**Exercise material**
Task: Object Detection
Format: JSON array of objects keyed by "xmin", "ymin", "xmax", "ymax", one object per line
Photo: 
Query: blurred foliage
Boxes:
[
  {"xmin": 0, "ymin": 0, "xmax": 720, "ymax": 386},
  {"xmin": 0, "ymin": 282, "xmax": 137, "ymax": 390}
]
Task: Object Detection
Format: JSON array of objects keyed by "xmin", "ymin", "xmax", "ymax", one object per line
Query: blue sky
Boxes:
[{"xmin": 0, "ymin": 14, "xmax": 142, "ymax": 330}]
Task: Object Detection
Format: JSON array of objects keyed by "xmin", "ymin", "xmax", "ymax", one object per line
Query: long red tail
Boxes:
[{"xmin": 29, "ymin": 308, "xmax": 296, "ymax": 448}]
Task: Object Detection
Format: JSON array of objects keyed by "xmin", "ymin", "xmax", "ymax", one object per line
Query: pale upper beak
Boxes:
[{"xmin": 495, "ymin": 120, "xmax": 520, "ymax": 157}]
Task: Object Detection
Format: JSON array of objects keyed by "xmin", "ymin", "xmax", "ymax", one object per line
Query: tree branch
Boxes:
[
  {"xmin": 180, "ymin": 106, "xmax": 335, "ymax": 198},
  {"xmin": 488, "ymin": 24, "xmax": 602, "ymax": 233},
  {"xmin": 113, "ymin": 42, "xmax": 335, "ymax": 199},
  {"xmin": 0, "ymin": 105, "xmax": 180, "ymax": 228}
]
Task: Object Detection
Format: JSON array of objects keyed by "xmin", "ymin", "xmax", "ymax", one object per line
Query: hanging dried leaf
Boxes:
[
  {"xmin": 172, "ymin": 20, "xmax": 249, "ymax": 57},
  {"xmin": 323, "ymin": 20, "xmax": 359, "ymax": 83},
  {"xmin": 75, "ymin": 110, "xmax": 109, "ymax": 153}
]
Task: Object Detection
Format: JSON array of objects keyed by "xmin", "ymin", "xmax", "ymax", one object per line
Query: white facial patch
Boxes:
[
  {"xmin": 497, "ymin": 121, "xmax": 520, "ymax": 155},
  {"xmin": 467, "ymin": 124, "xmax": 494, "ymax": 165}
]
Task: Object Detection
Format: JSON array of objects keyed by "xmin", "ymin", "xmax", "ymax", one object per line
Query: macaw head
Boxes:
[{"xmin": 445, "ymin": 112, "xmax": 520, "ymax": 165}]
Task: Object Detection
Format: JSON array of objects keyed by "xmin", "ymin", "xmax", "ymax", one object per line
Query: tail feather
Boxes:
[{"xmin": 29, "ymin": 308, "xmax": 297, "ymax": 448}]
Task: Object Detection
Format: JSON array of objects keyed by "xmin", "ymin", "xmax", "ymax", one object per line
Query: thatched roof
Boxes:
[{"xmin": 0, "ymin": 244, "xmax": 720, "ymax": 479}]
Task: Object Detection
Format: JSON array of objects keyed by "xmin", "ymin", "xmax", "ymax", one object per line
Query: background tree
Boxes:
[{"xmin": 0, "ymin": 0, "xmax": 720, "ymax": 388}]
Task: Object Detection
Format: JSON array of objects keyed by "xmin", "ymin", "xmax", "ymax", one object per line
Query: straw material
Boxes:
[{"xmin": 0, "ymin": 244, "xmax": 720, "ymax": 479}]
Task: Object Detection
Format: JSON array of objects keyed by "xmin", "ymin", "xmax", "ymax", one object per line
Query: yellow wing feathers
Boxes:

**Goal**
Locate each line in the items above that contains the string "tail", treating uppercase and lowercase letters as distinct. Copy every such line in full.

**Task output**
Query: long red tail
Query: tail feather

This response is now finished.